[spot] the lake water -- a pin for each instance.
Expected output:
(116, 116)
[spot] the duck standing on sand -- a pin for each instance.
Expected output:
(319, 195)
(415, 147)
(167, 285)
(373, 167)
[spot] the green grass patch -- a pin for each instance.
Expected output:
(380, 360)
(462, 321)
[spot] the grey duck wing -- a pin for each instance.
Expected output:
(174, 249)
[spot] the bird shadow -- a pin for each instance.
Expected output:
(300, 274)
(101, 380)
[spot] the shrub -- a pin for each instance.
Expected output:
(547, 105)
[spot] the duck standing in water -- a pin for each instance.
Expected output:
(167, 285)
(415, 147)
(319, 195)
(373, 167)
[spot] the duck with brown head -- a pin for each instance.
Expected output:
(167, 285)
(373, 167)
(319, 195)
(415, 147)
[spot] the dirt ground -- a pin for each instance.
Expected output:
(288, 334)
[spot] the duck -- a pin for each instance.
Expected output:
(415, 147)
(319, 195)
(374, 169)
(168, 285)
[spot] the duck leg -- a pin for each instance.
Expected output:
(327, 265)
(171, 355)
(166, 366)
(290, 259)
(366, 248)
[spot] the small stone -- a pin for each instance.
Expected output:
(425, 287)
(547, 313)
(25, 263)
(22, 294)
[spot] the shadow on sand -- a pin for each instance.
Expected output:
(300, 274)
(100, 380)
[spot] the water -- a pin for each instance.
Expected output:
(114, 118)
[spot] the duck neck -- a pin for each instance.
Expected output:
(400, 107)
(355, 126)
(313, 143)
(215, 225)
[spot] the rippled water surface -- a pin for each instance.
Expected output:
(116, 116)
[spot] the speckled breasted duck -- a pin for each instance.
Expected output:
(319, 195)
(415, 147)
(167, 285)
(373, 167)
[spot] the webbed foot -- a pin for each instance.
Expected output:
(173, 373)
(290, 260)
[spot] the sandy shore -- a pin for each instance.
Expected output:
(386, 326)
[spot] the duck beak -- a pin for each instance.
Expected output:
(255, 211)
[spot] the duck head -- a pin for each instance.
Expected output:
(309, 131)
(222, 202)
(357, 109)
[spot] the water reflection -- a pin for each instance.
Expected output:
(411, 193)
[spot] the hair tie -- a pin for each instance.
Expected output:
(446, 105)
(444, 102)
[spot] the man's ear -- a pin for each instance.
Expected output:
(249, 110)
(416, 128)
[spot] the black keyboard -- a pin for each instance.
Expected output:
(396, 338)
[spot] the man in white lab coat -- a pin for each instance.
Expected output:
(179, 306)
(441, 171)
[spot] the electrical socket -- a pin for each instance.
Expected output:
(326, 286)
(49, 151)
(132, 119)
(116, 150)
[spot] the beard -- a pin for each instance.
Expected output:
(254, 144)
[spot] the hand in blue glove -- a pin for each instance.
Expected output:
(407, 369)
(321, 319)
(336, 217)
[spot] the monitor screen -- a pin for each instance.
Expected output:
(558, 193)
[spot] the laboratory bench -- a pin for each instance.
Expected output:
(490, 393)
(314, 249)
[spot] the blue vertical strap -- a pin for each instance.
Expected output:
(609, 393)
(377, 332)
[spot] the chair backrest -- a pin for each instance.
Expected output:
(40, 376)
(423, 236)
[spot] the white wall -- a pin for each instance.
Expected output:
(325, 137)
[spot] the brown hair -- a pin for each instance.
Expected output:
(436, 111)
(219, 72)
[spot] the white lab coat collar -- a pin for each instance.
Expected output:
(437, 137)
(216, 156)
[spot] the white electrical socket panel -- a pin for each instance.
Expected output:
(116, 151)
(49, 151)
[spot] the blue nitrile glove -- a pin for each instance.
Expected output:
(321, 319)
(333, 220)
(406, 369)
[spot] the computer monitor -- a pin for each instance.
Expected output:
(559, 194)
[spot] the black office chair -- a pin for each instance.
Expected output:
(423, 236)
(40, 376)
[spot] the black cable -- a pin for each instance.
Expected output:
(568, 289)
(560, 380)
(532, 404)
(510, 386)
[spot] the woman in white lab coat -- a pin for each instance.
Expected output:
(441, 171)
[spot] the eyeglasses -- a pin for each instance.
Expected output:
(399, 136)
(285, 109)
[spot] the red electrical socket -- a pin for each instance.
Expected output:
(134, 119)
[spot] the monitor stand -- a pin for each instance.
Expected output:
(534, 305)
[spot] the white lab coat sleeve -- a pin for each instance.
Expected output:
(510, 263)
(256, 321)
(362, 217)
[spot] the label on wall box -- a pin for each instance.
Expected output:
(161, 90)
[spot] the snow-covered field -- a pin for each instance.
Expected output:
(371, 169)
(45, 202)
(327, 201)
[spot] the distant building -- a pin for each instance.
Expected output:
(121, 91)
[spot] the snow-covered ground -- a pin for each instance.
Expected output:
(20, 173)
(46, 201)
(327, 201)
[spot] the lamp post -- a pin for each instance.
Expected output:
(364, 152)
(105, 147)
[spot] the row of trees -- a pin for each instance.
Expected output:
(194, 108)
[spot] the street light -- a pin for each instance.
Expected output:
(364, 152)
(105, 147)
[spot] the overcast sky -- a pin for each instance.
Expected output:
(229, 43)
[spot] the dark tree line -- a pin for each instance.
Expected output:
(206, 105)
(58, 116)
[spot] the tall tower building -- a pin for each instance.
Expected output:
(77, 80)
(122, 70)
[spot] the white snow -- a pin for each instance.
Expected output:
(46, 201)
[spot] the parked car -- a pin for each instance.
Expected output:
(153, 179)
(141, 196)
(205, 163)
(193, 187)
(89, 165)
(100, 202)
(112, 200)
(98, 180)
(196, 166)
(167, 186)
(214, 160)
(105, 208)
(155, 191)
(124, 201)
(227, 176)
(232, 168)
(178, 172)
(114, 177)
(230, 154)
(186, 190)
══════
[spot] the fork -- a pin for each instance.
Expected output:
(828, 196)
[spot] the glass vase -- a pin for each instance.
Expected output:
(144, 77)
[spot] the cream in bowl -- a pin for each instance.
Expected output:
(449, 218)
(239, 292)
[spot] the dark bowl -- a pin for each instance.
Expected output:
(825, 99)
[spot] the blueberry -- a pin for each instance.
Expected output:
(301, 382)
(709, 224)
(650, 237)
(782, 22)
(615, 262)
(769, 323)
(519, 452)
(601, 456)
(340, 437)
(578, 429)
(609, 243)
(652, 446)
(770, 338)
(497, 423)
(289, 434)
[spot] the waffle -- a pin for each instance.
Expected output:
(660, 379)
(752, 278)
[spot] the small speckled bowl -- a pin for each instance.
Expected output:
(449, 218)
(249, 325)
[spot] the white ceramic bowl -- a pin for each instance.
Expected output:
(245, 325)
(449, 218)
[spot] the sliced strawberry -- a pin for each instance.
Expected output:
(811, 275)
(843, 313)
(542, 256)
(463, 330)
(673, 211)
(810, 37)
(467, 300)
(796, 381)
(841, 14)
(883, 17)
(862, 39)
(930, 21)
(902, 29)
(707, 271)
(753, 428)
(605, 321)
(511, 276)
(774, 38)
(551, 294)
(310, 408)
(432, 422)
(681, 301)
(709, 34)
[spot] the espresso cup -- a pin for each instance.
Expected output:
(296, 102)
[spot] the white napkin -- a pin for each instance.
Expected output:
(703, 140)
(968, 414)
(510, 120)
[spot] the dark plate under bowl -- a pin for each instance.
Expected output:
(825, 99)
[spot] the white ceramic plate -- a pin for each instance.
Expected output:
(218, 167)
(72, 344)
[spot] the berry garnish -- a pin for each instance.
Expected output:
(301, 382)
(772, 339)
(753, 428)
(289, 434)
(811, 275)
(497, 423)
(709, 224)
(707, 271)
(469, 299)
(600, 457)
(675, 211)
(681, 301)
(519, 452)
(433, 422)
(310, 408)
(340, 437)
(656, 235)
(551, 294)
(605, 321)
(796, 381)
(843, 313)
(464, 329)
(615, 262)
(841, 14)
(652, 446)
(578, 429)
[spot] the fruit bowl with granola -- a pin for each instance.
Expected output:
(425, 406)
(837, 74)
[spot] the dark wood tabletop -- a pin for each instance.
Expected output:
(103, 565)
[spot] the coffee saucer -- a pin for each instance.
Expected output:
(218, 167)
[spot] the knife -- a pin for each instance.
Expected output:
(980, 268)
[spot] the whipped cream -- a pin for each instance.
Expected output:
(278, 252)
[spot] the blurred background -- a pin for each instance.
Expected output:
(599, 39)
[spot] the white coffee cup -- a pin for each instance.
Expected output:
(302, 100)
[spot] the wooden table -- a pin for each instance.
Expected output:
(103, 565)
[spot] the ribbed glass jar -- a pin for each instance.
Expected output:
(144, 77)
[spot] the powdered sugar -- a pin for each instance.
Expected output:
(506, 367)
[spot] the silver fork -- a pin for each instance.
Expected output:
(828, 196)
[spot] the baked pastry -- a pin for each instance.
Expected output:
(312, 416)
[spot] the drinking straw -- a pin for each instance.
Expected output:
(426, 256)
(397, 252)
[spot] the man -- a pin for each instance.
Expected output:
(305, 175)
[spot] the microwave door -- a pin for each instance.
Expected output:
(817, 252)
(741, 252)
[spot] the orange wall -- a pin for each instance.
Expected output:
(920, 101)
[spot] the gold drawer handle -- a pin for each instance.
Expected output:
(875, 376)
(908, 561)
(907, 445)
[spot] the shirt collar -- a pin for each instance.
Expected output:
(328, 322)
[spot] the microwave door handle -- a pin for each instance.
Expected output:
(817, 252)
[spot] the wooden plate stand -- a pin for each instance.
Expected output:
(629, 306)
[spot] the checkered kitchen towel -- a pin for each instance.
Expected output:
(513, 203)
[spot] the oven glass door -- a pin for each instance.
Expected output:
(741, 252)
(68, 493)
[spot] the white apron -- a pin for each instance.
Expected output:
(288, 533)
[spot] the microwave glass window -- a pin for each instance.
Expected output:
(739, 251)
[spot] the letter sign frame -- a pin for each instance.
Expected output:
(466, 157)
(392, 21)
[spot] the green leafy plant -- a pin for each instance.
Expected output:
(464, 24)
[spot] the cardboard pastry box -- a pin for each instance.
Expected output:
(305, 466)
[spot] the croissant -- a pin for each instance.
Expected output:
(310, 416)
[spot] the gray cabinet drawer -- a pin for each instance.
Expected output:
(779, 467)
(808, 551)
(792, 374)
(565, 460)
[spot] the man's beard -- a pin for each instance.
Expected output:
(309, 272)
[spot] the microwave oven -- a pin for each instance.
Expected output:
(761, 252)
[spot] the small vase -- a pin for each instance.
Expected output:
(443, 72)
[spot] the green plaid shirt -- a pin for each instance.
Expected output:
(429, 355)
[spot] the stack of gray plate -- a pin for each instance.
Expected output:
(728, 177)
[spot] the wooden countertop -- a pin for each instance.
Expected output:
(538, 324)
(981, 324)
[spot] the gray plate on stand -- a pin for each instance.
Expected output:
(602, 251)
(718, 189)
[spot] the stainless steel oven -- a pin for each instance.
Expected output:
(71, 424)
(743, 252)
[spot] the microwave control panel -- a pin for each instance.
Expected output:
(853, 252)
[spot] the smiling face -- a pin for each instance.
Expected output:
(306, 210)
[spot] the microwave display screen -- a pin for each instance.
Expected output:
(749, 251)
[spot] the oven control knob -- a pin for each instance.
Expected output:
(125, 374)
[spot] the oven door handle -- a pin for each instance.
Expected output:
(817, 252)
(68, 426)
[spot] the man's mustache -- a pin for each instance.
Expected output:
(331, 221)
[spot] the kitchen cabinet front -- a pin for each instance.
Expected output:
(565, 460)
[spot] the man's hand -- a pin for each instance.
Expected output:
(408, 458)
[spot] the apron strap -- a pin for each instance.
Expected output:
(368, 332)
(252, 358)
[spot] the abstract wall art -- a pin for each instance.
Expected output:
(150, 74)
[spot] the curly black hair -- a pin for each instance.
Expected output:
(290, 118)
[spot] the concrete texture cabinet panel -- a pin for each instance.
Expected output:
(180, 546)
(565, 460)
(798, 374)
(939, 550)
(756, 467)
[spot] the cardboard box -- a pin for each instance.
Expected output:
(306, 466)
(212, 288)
══════
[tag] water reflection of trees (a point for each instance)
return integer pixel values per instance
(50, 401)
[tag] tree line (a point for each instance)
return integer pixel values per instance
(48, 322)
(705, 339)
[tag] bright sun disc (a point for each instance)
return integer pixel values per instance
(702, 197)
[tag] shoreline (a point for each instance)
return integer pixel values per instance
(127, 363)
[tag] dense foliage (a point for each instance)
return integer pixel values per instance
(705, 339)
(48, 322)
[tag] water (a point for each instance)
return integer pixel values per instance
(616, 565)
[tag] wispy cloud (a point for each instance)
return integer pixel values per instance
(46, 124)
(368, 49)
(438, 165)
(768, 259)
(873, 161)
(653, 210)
══════
Copy each line above where the string "coat" occurs.

Task output =>
[spot] the man in white lab coat -- a pin for each instance.
[spot] the white lab coat collar -- a pin for each instance.
[spot] the woman in white lab coat -- a pin for each instance.
[spot] the white lab coat sleeve -- a pin for each instance.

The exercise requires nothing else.